● WHAT THE TASK ASKS: Write out, unaltered, each line from the top of the records below down to the line where "Target: dense green bush" appears, that line included.

* * * * * * * * *

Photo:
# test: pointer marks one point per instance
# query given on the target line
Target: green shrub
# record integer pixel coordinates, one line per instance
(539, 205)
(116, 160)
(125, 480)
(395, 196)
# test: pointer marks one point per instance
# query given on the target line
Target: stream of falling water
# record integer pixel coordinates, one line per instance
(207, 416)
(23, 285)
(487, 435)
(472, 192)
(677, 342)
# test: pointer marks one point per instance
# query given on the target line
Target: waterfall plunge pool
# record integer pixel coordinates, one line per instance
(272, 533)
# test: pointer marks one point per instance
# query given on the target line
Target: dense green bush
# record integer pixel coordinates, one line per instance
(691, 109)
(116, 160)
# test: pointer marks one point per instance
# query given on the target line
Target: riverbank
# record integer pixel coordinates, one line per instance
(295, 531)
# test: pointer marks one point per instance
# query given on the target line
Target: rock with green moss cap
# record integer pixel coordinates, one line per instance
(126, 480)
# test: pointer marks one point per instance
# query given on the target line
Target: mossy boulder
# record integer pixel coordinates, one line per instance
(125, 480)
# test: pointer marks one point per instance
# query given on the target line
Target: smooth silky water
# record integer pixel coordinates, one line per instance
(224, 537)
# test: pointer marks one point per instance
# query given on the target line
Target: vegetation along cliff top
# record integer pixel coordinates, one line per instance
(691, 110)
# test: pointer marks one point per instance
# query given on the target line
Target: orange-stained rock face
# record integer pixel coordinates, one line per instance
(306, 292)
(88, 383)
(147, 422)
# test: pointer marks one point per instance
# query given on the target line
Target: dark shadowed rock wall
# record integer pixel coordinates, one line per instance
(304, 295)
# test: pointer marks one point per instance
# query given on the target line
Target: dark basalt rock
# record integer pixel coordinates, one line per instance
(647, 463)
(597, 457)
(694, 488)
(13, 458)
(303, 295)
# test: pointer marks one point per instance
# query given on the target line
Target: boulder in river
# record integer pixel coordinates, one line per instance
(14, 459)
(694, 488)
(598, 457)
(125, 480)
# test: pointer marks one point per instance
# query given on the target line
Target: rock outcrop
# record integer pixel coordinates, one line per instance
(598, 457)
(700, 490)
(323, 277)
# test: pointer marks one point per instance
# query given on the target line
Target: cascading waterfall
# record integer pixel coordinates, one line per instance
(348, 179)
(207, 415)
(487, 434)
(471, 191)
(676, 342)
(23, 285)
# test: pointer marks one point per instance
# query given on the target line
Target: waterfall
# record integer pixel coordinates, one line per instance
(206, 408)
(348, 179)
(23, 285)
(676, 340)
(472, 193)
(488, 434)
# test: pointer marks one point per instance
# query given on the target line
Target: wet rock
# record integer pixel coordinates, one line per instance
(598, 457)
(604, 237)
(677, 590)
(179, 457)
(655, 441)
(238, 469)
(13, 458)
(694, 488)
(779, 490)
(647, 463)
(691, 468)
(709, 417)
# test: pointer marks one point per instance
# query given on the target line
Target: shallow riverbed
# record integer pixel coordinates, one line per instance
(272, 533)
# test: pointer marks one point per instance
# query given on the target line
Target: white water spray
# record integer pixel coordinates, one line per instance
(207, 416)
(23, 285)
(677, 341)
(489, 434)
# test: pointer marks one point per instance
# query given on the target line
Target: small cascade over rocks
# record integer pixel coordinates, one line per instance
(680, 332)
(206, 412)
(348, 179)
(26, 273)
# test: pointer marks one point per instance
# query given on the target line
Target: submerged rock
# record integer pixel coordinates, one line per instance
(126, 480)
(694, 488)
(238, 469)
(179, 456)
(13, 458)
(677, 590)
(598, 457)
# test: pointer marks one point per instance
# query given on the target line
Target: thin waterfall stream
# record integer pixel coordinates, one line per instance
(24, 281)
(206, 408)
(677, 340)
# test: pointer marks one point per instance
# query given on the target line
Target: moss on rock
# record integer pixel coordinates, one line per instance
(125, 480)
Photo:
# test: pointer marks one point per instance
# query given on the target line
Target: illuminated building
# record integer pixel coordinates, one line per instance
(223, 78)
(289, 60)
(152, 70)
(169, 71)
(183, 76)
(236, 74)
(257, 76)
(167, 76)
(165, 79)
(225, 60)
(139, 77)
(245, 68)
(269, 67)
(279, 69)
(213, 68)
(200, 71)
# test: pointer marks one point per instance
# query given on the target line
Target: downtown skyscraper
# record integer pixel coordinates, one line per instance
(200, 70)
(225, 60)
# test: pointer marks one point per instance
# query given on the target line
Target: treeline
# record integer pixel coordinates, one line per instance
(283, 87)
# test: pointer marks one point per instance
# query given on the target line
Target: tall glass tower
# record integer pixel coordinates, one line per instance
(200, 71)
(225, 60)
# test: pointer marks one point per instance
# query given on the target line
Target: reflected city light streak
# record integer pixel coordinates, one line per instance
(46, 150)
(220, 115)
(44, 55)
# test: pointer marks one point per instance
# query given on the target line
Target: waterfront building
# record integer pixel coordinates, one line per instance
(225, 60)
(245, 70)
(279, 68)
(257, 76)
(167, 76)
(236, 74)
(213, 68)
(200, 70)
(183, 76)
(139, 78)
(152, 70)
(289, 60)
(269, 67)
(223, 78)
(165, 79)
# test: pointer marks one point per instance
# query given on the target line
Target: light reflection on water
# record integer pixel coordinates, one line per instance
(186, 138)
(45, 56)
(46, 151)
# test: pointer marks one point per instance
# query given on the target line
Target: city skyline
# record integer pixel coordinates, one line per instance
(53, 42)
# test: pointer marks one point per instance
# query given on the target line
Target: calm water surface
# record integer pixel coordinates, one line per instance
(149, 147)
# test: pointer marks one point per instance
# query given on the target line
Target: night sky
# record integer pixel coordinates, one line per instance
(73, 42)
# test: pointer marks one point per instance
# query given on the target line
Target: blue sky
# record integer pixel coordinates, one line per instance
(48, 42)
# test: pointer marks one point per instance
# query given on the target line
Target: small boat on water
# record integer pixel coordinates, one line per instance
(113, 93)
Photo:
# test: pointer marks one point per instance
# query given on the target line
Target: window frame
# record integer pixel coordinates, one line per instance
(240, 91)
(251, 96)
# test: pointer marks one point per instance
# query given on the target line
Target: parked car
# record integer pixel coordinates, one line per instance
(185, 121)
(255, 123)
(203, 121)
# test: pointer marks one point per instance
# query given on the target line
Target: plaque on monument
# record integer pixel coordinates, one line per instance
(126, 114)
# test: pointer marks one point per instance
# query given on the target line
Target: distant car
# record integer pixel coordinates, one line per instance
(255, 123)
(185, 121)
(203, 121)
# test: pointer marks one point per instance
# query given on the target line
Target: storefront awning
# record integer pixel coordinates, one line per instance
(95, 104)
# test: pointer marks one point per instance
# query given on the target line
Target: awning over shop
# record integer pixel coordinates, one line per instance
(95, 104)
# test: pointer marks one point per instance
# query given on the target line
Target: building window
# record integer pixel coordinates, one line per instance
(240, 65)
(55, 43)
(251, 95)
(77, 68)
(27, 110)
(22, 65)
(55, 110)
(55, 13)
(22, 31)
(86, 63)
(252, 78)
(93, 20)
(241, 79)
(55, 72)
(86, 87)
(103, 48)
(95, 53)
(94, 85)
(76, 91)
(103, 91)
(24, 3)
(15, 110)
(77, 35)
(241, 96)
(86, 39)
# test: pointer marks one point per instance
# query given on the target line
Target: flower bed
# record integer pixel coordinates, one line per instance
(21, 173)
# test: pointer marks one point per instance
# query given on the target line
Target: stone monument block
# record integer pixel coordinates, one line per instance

* * * * * * * * *

● THE ANSWER:
Photo:
# test: pointer marks one point per instance
# query given on the target line
Target: green shrub
# record integer pixel coordinates, one line per instance
(539, 205)
(116, 160)
(125, 480)
(395, 196)
# test: pointer marks one point per instance
# query given on the target line
Target: stream of falling water
# record integer pixel coordinates, one line per instance
(207, 416)
(23, 285)
(487, 435)
(472, 192)
(677, 342)
# test: pointer marks one point per instance
# query given on the target line
Target: waterfall plunge pool
# record integer pixel coordinates, one line per instance
(272, 533)
# test: pointer marks one point per instance
# query given on the target line
Target: dense green bush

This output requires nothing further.